## Exercises to complete
• A. In the Salesforce Conditional Access guide, reproduce the stretch from "4. Name the" through "7. Click Create.", swapping "Corporate Office" for "Head Office".
• B. Carry on the Salesforce Conditional Access guide from the point where it stops.

IMPORTANT: Salesforce began enforcing a device activation requirement for SSO logins in February 2026. To satisfy this requirement, the Conditional Access policy protecting Salesforce must enforce MFA, ensuring the SAML token issued by Entra ID includes the multipleauthn claim that Salesforce uses to verify device trust. An IP-only block policy without MFA enforcement may cause device activation prompts for users. It is strongly recommended to pair the IP restriction policy with a separate MFA enforcement policy for Salesforce.

Prerequisites

Before proceeding, confirm the following are in place:

  • Microsoft Entra ID P1 or P2 license — required for Conditional Access.
  • Conditional Access Administrator role or higher in Microsoft Entra ID.
  • Salesforce enterprise app (SAML SSO) registered in your Entra ID tenant with SSO configured and the AzureSSO authentication service enabled in Salesforce under My Domain settings.
  • Local Salesforce credentials disabled (recommended) — once SSO is validated, disable the option for users to log in with their Salesforce username and password. If local logins remain enabled, users can bypass Entra ID and the Conditional Access policy entirely.
  • Security Defaults disabled — Security Defaults and Conditional Access cannot run simultaneously.
  • Known static IP address — the public IP address or CIDR range of each approved location.
  • Break-glass admin account — must be excluded from this policy to prevent administrative lockout.

IMPORTANT: If your approved IP address is dynamic, this approach will not work reliably. You must use a static IP before implementing IP-based Conditional Access.

Step 1: Create a Named Location for your trusted IP(s)

A Named Location defines the trusted IP addresses that Entra ID will reference as a condition in the policy.

  1. Sign in to the Microsoft Entra admin center at entra.microsoft.com.
  2. Navigate to Protection > Conditional Access > Named locations.
  3. Select + IP ranges location.
  4. Name the location — for example: Trusted - Corporate Office
  5. Check the Mark as trusted location checkbox.
  6. Click + and enter your approved IP address or CIDR range. Examples:
    1. Single IP address: 203.0.113.10/32
    2. IP range (CIDR): 203.0.113.0/24
    3. Multiple sites: Create a separate Named Location for each site, then reference all of them in the policy.
  7. Click Create.

Step 2: Create the Conditional Access policy

Create a policy that blocks Salesforce access from any location not on your trusted list.

  1. In the Entra admin center, navigate to Protection > Conditional Access > Policies.
  2. Select + New policy.
  3. Name the policy — for example: Block Salesforce - Outside Trusted IPs

Assignments: Users

  1. Under Assignments > Users, select All users.
  2. Under Exclude, add your break-glass admin account and any integration or automation accounts that authenticate from dynamic IPs.

Assignments: Target Resources

  1. Under Target Resources, select Cloud apps > Select apps.
  2. Search for and select Salesforce.

Conditions: Locations

  1. Under Conditions > Locations, set Configure to Yes.
  2. Under Include, select Any location.

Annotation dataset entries
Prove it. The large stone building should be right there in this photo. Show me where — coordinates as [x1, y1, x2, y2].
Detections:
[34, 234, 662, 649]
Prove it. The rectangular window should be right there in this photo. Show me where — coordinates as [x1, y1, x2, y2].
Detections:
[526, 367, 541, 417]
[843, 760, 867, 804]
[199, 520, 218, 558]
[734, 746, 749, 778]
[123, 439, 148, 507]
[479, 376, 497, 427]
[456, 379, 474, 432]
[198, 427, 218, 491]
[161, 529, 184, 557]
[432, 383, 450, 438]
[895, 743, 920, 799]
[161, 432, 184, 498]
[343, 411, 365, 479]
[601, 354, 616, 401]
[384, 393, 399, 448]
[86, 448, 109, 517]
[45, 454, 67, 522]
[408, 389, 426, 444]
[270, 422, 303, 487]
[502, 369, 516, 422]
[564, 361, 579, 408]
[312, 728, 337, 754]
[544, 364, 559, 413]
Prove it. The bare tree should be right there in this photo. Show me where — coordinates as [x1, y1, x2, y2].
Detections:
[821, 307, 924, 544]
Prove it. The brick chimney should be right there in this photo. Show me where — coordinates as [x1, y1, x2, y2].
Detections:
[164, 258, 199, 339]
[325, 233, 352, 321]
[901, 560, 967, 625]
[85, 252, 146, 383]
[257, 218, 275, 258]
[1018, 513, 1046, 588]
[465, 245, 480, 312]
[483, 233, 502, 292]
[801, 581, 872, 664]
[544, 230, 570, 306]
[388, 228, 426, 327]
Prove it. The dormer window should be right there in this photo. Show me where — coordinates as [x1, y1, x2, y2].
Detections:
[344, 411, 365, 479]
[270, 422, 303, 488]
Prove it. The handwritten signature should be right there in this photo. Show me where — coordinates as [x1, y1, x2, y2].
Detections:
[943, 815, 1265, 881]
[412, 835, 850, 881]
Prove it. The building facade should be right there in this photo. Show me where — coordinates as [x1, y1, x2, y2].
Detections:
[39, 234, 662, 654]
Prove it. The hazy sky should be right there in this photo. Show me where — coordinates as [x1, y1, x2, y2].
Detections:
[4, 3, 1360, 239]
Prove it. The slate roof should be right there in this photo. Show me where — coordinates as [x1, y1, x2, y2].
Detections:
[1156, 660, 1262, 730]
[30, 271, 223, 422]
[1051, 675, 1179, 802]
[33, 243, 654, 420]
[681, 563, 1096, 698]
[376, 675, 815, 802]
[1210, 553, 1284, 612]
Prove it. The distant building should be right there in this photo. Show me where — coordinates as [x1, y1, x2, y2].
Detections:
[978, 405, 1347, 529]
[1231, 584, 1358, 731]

## Responses per task
• A.
4. Name the location — for example: Trusted - Head Office
  5. Check the Mark as trusted location checkbox.
  6. Click + and enter your approved IP address or CIDR range. Examples:
    1. Single IP address: 203.0.113.10/32
    2. IP range (CIDR): 203.0.113.0/24
    3. Multiple sites: Create a separate Named Location for each site, then reference all of them in the policy.
  7. Click Create.

• B.
  3. Under Exclude, select Selected locations, then choose your Named Location from Step 1.

TIP: This configuration reads: apply this policy to sign-ins from any location, except the trusted named location. Any Salesforce sign-in originating outside the trusted IP will be blocked before Entra ID issues a SAML assertion to Salesforce.

Access Controls: Grant

  1. Under Access Controls > Grant, select Block access.
  2. Click Select to confirm.

Enable policy

  1. Set Enable policy to Report-only.
  2. Click Create.

IMPORTANT: Do not set this policy to On immediately. A block policy applied to All users that is misconfigured will lock all users out of Salesforce instantly. Always validate in Report-only mode first.

Step 3: Validate the policy

Before enabling enforcement, confirm the policy is evaluating sign-ins correctly.

  1. In the Entra admin center, navigate to Identity > Monitoring & health > Sign-in logs.
  2. Filter by the Salesforce application.
  3. Open a sign-in from a user on your trusted IP and confirm the Conditional Access tab shows Would succeed.
  4. If available, review a sign-in from an untrusted IP and confirm it shows Would fail with the location condition listed as the reason.
  5. Identify any Salesforce integration users, connected apps, or API access accounts that authenticate from IPs outside your Named Location. These will show as Would fail and must be reviewed before enabling enforcement.

TIP: Use the What If tool under Protection > Conditional Access to simulate how a specific user signing in from a specific IP would be evaluated without waiting for a real sign-in event.

Step 4: Enable the policy

  1. In the Entra admin center, navigate to Protection > Conditional Access > Policies.
  2. Select the policy created in Step 2.
  3. Change Enable policy from Report-only to On.
  4. Click Save.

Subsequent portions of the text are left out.